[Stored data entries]
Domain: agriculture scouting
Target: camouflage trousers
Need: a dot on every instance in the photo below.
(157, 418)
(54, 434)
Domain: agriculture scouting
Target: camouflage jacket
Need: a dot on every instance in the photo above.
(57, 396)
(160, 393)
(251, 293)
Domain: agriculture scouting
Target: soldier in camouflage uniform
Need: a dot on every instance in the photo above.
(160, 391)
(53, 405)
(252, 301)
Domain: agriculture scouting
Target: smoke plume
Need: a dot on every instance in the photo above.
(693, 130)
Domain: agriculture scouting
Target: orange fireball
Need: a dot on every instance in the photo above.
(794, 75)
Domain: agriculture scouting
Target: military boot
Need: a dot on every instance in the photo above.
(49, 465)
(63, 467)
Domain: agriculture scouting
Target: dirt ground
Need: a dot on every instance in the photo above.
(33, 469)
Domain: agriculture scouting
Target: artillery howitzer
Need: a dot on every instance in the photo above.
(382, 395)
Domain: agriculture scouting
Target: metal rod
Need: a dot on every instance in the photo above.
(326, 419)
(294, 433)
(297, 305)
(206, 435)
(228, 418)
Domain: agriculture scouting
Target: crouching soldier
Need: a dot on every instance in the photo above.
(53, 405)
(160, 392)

→ Your objective:
Copy every line in the records above that contains the word "Target".

→ Solution:
Target: camouflage trousers
Target: camouflage jacket
Target: soldier in camouflage uniform
Target: smoke plume
Target: orange fireball
Target: military boot
Target: dirt ground
Target: artillery howitzer
Target: metal rod
Target: crouching soldier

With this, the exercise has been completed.